What the task requires:
From the coyote forum post below, list every vehicle, tool, firearm, and type of ammunition it mentions.

# Coyote/dog question?



## Lewis (Apr 5, 2004)

Have anyone actually heard of a domestic dog running with a pack of coyotes?
I live in rural Guernsey county.
A couple weeks ago my neighbor told me he saw a pack of coyotes running with a yellow Lab mix.
We have been hearing them nightly for the past couple weeks as well as pups yelping.
Well,yesterday afternoon I was doing some yard work, and I was backing my 4 wheeler up to a landscape trailer.
Out of the woods bolts a big yellow lab mix on a dead run straight at me snarling.I did about 3 doughnuts in the drivway with this dog in full pursuit.
I finally decided to pull into the garage to get a shovel or any weapon that was handy.
This sob chased me into the garage.
When I jumped off the 4 wheeler,it ran off fast.
So off to the house quickly I go,grab my 870 and load up some 00/buckshot.
Head into the woods in the after this beast.
As I enter the edge of my pasture,I dont see the Lab,but I see 4 coyotes.
I was able to take out one of the 4 coyotes.

Data:

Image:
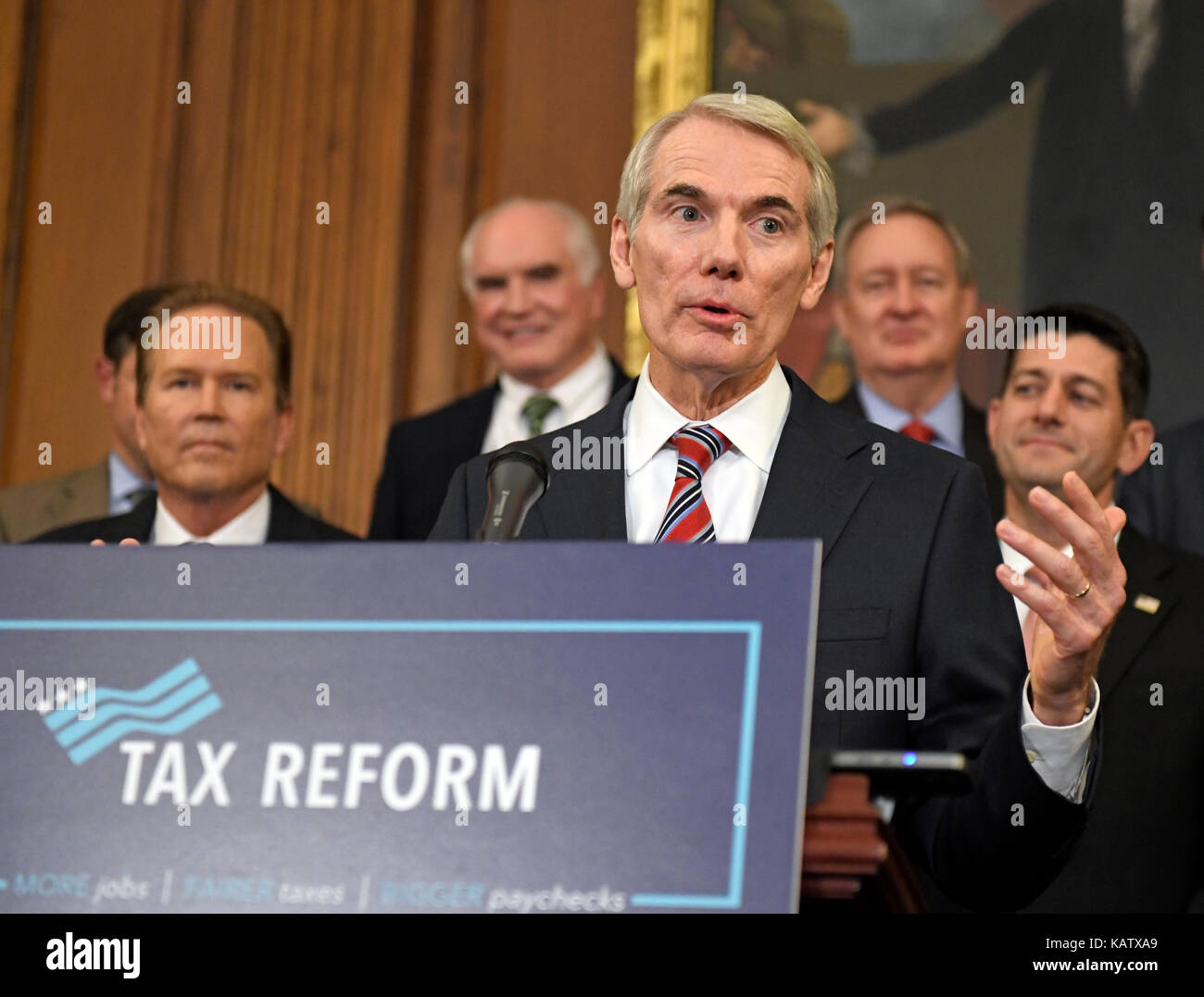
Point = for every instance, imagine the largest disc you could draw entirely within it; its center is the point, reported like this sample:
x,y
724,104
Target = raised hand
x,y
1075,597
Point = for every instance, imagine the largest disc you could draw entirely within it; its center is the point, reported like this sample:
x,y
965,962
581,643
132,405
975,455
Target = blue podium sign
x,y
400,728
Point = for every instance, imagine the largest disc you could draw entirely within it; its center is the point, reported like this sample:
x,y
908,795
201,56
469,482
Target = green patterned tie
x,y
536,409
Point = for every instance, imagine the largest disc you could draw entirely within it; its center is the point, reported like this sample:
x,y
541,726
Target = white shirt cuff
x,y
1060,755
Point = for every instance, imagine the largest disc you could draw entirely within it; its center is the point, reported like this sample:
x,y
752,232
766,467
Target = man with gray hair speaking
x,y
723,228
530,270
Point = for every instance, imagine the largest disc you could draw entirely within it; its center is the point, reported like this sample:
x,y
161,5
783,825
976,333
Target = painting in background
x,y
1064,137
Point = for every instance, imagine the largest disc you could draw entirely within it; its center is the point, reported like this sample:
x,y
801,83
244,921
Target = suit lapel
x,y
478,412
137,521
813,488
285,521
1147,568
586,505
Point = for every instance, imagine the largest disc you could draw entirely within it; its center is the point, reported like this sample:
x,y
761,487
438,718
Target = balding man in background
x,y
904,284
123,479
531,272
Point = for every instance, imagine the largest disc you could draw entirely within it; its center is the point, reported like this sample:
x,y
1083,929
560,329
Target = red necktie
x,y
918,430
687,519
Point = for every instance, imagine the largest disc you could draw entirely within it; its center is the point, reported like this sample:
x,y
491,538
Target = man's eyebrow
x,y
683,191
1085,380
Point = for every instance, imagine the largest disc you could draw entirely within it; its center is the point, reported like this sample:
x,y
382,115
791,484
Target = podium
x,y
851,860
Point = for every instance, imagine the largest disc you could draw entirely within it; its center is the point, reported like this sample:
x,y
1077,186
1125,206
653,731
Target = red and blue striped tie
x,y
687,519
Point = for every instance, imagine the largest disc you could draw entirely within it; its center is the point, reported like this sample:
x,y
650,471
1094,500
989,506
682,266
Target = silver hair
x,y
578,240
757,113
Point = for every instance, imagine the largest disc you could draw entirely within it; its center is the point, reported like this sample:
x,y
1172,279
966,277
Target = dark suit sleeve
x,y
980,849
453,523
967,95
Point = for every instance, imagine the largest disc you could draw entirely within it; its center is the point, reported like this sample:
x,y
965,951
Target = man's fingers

Right answer:
The post mentions a 4 wheeler, a landscape trailer, a shovel, an 870, and 00/buckshot.